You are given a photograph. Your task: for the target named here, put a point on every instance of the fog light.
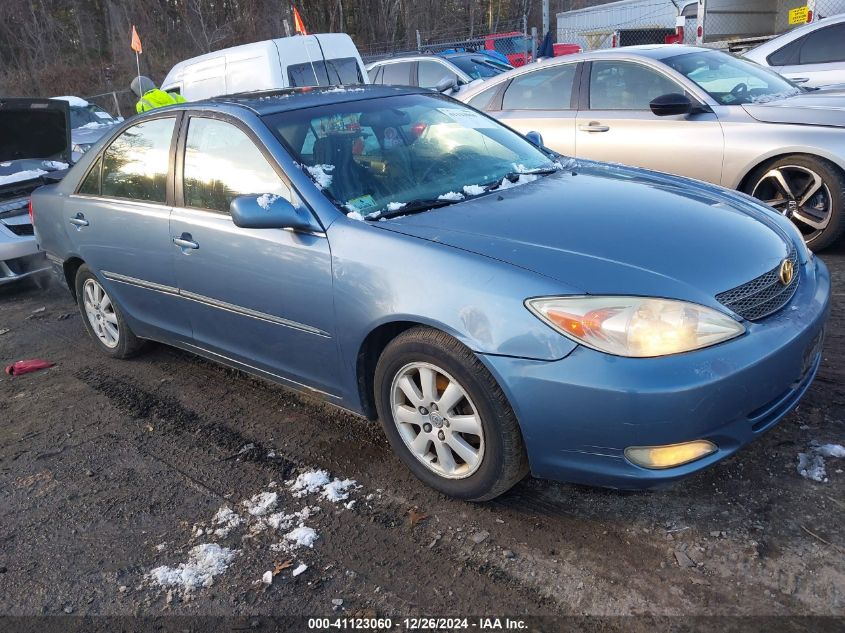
(669, 456)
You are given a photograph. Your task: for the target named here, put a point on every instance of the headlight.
(635, 326)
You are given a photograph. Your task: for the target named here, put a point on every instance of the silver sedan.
(689, 111)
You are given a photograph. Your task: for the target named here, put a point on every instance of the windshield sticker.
(363, 203)
(468, 118)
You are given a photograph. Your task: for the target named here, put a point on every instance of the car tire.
(477, 463)
(103, 318)
(800, 173)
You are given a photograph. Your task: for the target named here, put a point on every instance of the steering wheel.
(739, 90)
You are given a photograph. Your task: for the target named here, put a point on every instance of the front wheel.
(103, 318)
(447, 418)
(809, 191)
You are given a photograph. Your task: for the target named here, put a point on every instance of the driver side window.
(617, 85)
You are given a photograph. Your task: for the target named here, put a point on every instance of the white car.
(812, 55)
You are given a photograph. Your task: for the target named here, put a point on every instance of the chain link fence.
(513, 41)
(733, 24)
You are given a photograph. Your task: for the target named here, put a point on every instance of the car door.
(260, 297)
(119, 222)
(818, 57)
(616, 124)
(541, 101)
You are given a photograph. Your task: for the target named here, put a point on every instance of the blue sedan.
(501, 309)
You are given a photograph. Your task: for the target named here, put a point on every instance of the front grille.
(20, 229)
(762, 296)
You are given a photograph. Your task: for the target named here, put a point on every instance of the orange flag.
(136, 41)
(298, 25)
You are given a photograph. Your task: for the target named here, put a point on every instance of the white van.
(302, 60)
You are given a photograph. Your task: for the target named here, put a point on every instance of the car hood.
(603, 229)
(817, 107)
(34, 128)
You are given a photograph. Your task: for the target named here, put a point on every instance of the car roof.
(273, 102)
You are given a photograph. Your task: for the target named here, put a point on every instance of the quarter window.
(91, 184)
(627, 86)
(222, 163)
(135, 165)
(547, 89)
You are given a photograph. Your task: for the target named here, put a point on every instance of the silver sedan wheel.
(100, 312)
(800, 194)
(437, 420)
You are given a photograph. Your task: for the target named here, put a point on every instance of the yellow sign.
(798, 15)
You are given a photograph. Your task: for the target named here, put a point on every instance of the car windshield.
(478, 67)
(732, 81)
(403, 154)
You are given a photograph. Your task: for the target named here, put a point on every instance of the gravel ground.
(110, 469)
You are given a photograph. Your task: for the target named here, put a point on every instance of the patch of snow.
(226, 519)
(204, 563)
(309, 482)
(320, 174)
(811, 465)
(266, 200)
(54, 164)
(337, 490)
(20, 176)
(302, 537)
(261, 503)
(75, 102)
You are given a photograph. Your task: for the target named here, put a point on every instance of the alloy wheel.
(100, 313)
(800, 194)
(437, 420)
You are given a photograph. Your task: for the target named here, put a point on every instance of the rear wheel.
(103, 318)
(809, 191)
(446, 417)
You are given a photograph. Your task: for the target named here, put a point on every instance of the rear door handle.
(594, 126)
(78, 221)
(185, 241)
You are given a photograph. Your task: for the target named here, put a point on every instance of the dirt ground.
(108, 469)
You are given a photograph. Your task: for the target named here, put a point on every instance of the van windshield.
(325, 72)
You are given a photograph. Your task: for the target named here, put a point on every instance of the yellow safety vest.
(157, 98)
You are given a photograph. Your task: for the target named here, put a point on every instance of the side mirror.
(671, 104)
(267, 211)
(447, 84)
(535, 137)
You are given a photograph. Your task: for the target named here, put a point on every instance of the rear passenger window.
(91, 184)
(398, 74)
(547, 89)
(222, 163)
(135, 165)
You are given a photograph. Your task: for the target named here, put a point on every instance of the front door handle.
(185, 241)
(79, 221)
(594, 126)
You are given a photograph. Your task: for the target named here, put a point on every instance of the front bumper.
(578, 414)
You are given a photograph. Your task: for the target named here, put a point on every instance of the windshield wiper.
(415, 206)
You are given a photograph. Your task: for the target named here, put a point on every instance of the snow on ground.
(266, 200)
(204, 563)
(320, 174)
(20, 176)
(261, 503)
(811, 465)
(76, 102)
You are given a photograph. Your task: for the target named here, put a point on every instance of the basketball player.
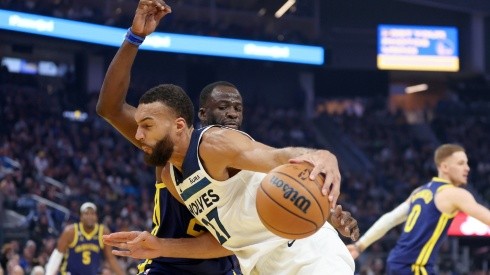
(212, 168)
(80, 247)
(427, 214)
(221, 103)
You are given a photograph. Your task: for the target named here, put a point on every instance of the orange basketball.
(291, 205)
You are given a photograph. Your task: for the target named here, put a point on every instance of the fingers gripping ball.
(291, 205)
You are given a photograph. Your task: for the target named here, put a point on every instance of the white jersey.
(228, 210)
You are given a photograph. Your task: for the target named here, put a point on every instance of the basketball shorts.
(321, 253)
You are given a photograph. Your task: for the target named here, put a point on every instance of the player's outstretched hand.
(134, 244)
(148, 15)
(354, 251)
(344, 223)
(326, 163)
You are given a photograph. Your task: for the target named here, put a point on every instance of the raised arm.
(143, 245)
(460, 199)
(380, 227)
(109, 257)
(61, 248)
(223, 148)
(112, 104)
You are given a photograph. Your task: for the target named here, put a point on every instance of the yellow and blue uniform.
(423, 233)
(171, 219)
(84, 254)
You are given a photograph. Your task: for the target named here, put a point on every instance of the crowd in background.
(94, 163)
(119, 14)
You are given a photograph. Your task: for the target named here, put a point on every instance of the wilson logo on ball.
(292, 194)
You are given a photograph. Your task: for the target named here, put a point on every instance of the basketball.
(291, 205)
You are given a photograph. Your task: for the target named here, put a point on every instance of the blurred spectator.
(26, 260)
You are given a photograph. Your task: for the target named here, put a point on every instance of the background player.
(221, 103)
(165, 131)
(183, 254)
(427, 213)
(80, 247)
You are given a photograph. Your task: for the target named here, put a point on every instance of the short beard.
(161, 152)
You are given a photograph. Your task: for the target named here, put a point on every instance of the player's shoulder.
(70, 229)
(221, 133)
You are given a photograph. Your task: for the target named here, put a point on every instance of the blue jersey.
(171, 219)
(423, 231)
(84, 254)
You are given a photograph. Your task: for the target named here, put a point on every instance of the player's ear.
(202, 114)
(180, 124)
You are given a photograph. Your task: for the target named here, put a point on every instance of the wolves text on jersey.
(203, 202)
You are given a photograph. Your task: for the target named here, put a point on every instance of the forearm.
(283, 155)
(202, 247)
(116, 82)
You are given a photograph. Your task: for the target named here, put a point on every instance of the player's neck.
(180, 149)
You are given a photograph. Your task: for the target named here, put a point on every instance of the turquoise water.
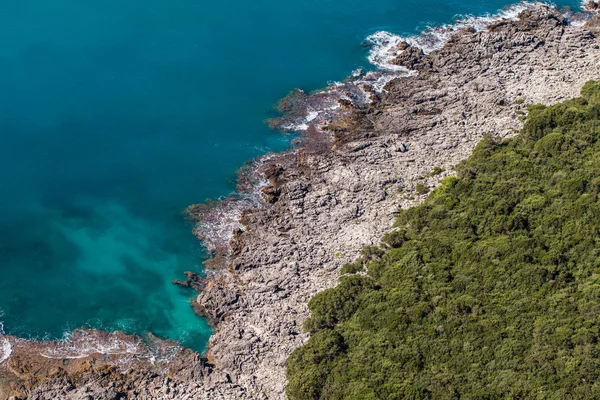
(116, 115)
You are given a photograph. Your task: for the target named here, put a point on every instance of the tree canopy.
(490, 289)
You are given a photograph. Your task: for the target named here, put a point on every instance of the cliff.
(366, 153)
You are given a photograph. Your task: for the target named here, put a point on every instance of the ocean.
(117, 115)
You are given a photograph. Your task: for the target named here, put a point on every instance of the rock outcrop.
(322, 204)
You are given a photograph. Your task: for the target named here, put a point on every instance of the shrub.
(490, 289)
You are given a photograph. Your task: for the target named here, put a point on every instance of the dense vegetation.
(488, 290)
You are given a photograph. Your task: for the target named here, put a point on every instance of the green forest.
(490, 289)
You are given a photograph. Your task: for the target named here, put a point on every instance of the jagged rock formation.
(324, 203)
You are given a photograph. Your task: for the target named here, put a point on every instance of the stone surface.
(323, 203)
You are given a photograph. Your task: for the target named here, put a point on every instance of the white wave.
(387, 46)
(5, 350)
(312, 115)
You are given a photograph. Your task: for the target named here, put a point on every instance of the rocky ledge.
(323, 202)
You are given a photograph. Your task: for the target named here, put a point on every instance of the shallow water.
(115, 116)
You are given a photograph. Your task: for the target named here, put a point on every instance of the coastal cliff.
(365, 153)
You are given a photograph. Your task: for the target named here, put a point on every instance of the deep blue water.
(116, 115)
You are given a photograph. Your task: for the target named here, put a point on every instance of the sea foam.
(387, 46)
(5, 350)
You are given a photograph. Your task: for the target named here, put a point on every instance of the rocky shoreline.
(303, 214)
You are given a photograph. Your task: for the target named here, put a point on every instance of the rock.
(322, 203)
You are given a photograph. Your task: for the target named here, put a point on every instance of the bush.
(490, 289)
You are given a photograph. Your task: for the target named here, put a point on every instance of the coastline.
(302, 214)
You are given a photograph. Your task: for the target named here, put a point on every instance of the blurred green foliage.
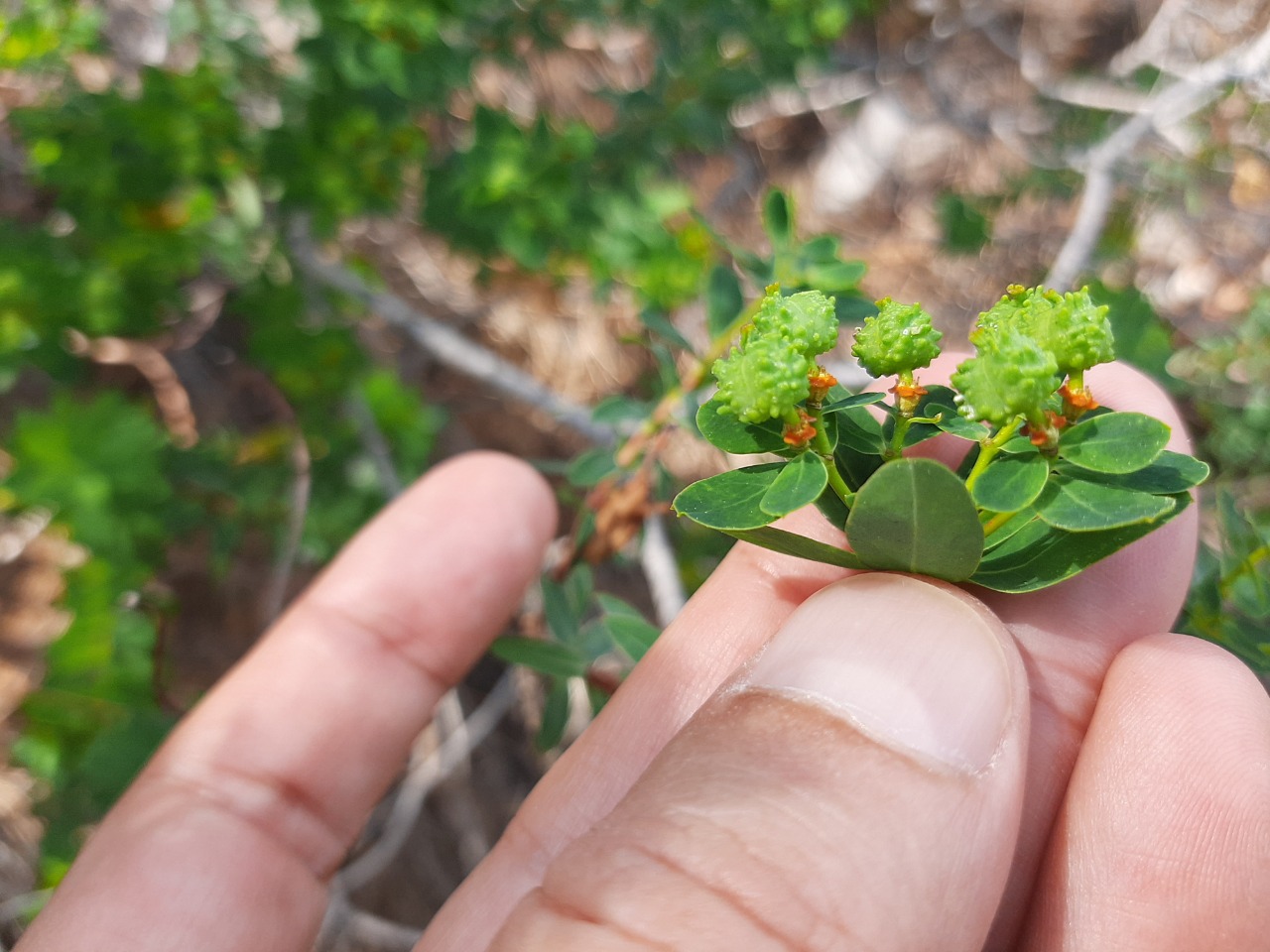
(139, 189)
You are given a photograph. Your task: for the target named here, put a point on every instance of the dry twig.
(1173, 105)
(289, 549)
(421, 779)
(447, 345)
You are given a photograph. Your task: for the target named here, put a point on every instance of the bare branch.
(1173, 105)
(444, 343)
(349, 928)
(289, 549)
(150, 362)
(376, 445)
(422, 778)
(662, 570)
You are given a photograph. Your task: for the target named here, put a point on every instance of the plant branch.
(347, 927)
(662, 570)
(302, 485)
(444, 343)
(1176, 103)
(421, 780)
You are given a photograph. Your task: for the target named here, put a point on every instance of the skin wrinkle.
(753, 858)
(320, 848)
(730, 898)
(561, 906)
(382, 638)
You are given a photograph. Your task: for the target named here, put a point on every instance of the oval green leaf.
(858, 430)
(779, 218)
(952, 421)
(916, 516)
(729, 500)
(731, 435)
(1011, 483)
(545, 656)
(802, 546)
(1115, 442)
(1040, 555)
(798, 484)
(1171, 472)
(724, 299)
(834, 277)
(590, 466)
(1078, 506)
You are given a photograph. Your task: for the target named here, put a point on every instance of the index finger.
(227, 838)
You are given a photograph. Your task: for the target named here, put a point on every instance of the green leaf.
(834, 277)
(1020, 445)
(803, 479)
(547, 656)
(556, 716)
(1076, 506)
(802, 546)
(779, 218)
(916, 516)
(590, 466)
(634, 636)
(1040, 555)
(832, 508)
(724, 299)
(852, 402)
(730, 500)
(1171, 472)
(1016, 524)
(858, 429)
(731, 435)
(1011, 483)
(1115, 443)
(855, 466)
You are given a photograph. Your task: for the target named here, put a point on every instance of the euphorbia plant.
(1051, 484)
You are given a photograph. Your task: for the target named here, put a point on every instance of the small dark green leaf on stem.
(1011, 483)
(792, 543)
(724, 299)
(730, 500)
(916, 516)
(1078, 506)
(1115, 443)
(547, 656)
(803, 479)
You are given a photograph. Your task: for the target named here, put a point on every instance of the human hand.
(903, 766)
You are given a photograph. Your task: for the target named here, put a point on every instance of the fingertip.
(499, 480)
(1164, 841)
(1185, 684)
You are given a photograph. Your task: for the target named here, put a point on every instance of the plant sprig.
(1052, 484)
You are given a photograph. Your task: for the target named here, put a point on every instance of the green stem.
(988, 448)
(897, 439)
(821, 444)
(996, 522)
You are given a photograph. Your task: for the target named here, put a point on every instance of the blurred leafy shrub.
(141, 189)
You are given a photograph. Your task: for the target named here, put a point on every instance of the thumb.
(857, 784)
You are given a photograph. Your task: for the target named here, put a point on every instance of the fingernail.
(912, 665)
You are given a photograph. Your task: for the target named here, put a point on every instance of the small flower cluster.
(772, 370)
(1025, 347)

····················

> TASK
Rewrite every line from the one with "blurred leafy shrub." through the last line, keeping each request and multiplying every point coordinate by 1.45, rounded to the nearest whole number with halves going up.

> WRITTEN REPLY
You are given a photograph. Your task: for the target named here, put a point on every instance of the blurred leafy shrub.
(204, 274)
You are given a photograph. Your task: for the target named here, put a point on every instance of the thumb.
(1243, 1137)
You are given a photograph. Your task: for the target named here, put a point on every instance of the fingernail.
(1322, 964)
You are given a photograph. Your task: for the target named here, put a point on every instance of the small flower cluster.
(1119, 537)
(1486, 503)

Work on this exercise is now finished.